* _Work to be completed_
From the article about Steve Bedigian, extract word for word the part that opens with the words containing "Folks at the" and closes with "of building material.".

Steve Bedigian lives in a hole in the ground.
His only protection from the elements nearly 9,000 feet above sea level comes from a tent structure he built himself.
He lives in the dirt and he does it dirt cheap—and he does so with a smile on his face. This is Steve’s American dream, and he knows it’s nothing like yours.
Steve also knows it’s a dream he might soon lose because the county government (and many of his neighbors) aren’t willing to tolerate the eyesore and potential environmental risks that come with the way he lives.
A ‘ROBINSON CRUSOE LIFE’
“I live an idyllic life up here. Not in the eyes of most,” Bedigian said. “I am more free than anyone I personally know.”
Steve rejects society’s view of a normal “productive” life as little more than an endless quest to obtain more material possessions that ultimately won’t lead to happiness.
“I live a Robinson Crusoe life up here,” Bedigian said. “Except I have the advantage over Robinson Crusoe. He didn’t know how privileged he was to be alone on that island.”
Bedigian doesn’t live on an island, but on six-acre parcel with no tree cover, visible for miles from nearly any vantage point in the giant high-altitude valley near the unincorporated town of Hartsel.
He’s owned this scrap of land for four decades, but only moved in a year and a half ago.
MEMORIAL OR TRASH HEAP?
Ask any local about the “flag man” and they know you’re talking about Steve.
His parcel sits right along Highway 24 and it’s covered in American flags.
The way he flies the flags hasn’t earned Bedigian many friends around here. He leaves them up in the punishing high-altitude wind, allowing them to become tattered and torn. Some lay on the ground or over structures.
Folks at the local burger joint in Hartsel didn’t want to be interviewed, but one of the first things on their minds was what they saw as “mistreatment” of the flag.
Bedigian calls his land “Sgt. Mike’s sculpture garden,” in honor of his late father who fought in Korea as a Marine and earned a Purple Heart.
“It started out because my dad was a real flag lover,” Bedigian said.
The disrepair of the flags has a symbolic meaning to Steve—representing the scars a person like his father earns through life.
This has driven complaints to the county, which is less concerned with treatment of the nation’s flag than it is with the fact that Bedigian has also covered his parcel with various wooden sculptures, furniture, and scrap pieces of building material.
In the county’s eyes, Steve’s memorial is a six-acre trash heap—which runs afoul of zoning regulations.
The county served Bedigian with a civil lawsuit for violating the ban on collecting rubbish on residential parcels.

[Spatial localization data]
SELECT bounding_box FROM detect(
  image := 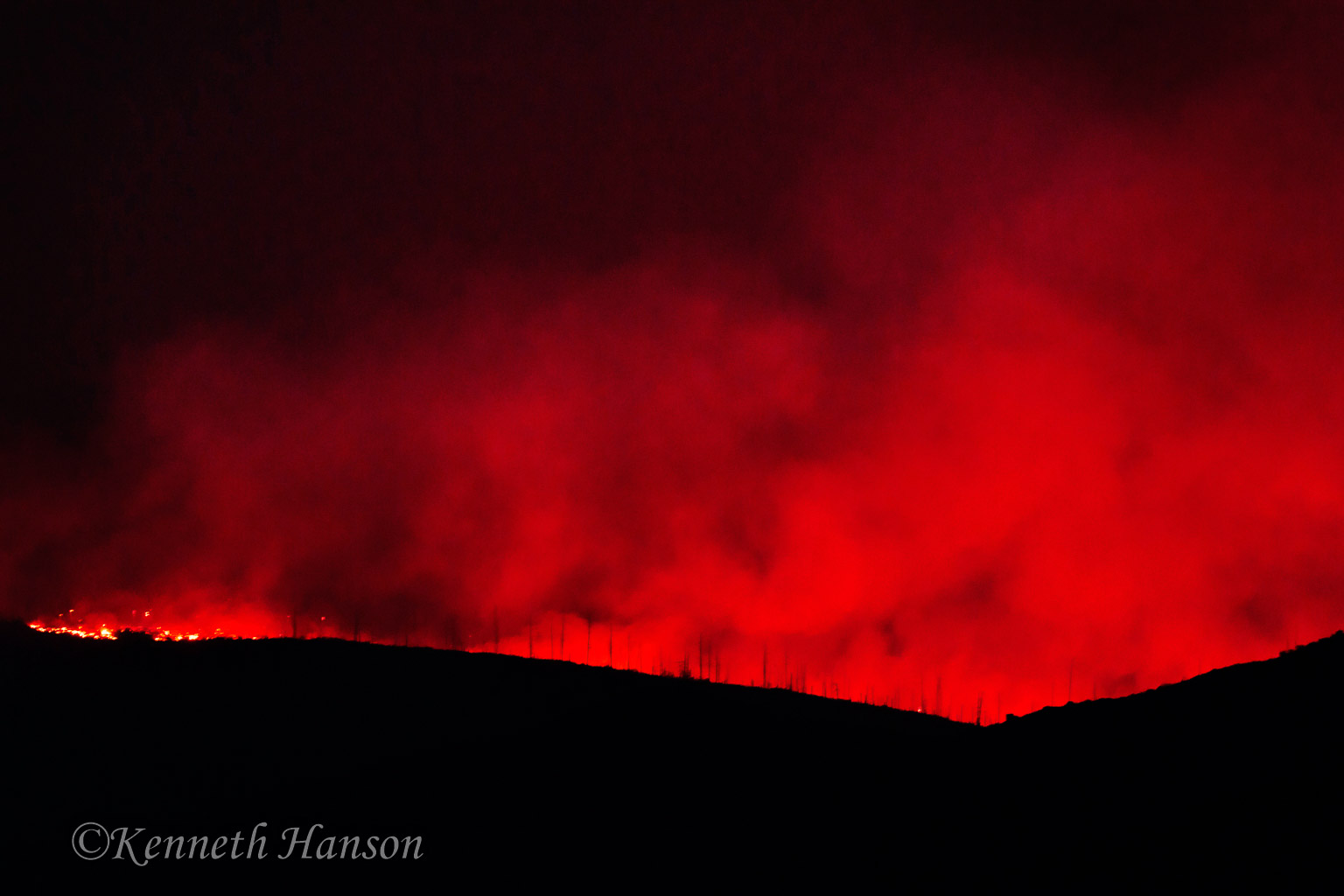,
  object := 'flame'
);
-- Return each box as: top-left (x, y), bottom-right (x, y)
top-left (28, 612), bottom-right (244, 640)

* _Reply to the task_
Folks at the local burger joint in Hartsel didn’t want to be interviewed, but one of the first things on their minds was what they saw as “mistreatment” of the flag.
Bedigian calls his land “Sgt. Mike’s sculpture garden,” in honor of his late father who fought in Korea as a Marine and earned a Purple Heart.
“It started out because my dad was a real flag lover,” Bedigian said.
The disrepair of the flags has a symbolic meaning to Steve—representing the scars a person like his father earns through life.
This has driven complaints to the county, which is less concerned with treatment of the nation’s flag than it is with the fact that Bedigian has also covered his parcel with various wooden sculptures, furniture, and scrap pieces of building material.